Your goal: The data must be copied over exactly and in full.

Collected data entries

================

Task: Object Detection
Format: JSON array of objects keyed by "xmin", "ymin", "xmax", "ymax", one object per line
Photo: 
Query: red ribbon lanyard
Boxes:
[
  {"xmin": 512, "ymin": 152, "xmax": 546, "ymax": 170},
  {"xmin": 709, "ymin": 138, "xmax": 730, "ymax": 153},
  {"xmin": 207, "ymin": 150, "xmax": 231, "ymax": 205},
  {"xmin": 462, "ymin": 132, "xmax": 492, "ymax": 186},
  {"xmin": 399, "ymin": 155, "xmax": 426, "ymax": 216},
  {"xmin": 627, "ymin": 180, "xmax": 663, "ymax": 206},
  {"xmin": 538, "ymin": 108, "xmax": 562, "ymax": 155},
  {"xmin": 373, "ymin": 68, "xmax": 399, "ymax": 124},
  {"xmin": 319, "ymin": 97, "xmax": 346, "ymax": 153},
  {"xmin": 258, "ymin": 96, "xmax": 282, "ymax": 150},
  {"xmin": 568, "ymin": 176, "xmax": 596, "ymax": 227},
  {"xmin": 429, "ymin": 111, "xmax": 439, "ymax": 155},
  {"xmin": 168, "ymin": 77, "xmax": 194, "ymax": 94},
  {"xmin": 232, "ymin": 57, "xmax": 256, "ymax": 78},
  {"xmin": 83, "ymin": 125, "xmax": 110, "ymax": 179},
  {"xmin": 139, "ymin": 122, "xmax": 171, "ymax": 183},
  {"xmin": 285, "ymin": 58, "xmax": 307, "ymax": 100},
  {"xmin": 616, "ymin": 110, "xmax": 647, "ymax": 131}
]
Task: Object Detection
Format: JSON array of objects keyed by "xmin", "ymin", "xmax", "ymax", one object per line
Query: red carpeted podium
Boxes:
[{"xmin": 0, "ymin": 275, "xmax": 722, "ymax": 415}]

================

Final answer:
Task: Object Detection
Format: JSON array of objects keyed by "xmin", "ymin", "xmax", "ymax", one object per line
Photo: 
Query: red ribbon lanyard
Boxes:
[
  {"xmin": 512, "ymin": 152, "xmax": 546, "ymax": 170},
  {"xmin": 709, "ymin": 138, "xmax": 730, "ymax": 153},
  {"xmin": 207, "ymin": 150, "xmax": 231, "ymax": 205},
  {"xmin": 462, "ymin": 132, "xmax": 492, "ymax": 186},
  {"xmin": 399, "ymin": 155, "xmax": 426, "ymax": 216},
  {"xmin": 627, "ymin": 180, "xmax": 663, "ymax": 206},
  {"xmin": 538, "ymin": 108, "xmax": 562, "ymax": 155},
  {"xmin": 373, "ymin": 68, "xmax": 399, "ymax": 124},
  {"xmin": 319, "ymin": 97, "xmax": 346, "ymax": 153},
  {"xmin": 258, "ymin": 96, "xmax": 282, "ymax": 150},
  {"xmin": 568, "ymin": 176, "xmax": 596, "ymax": 227},
  {"xmin": 429, "ymin": 111, "xmax": 439, "ymax": 155},
  {"xmin": 168, "ymin": 77, "xmax": 194, "ymax": 94},
  {"xmin": 232, "ymin": 57, "xmax": 256, "ymax": 78},
  {"xmin": 83, "ymin": 125, "xmax": 110, "ymax": 179},
  {"xmin": 139, "ymin": 122, "xmax": 171, "ymax": 183},
  {"xmin": 285, "ymin": 58, "xmax": 307, "ymax": 100},
  {"xmin": 616, "ymin": 110, "xmax": 647, "ymax": 131}
]
Task: Object Detection
Format: JSON array of objects keyed by "xmin", "ymin", "xmax", "ymax", one object per line
Query: red carpeted podium
Boxes:
[{"xmin": 0, "ymin": 275, "xmax": 722, "ymax": 415}]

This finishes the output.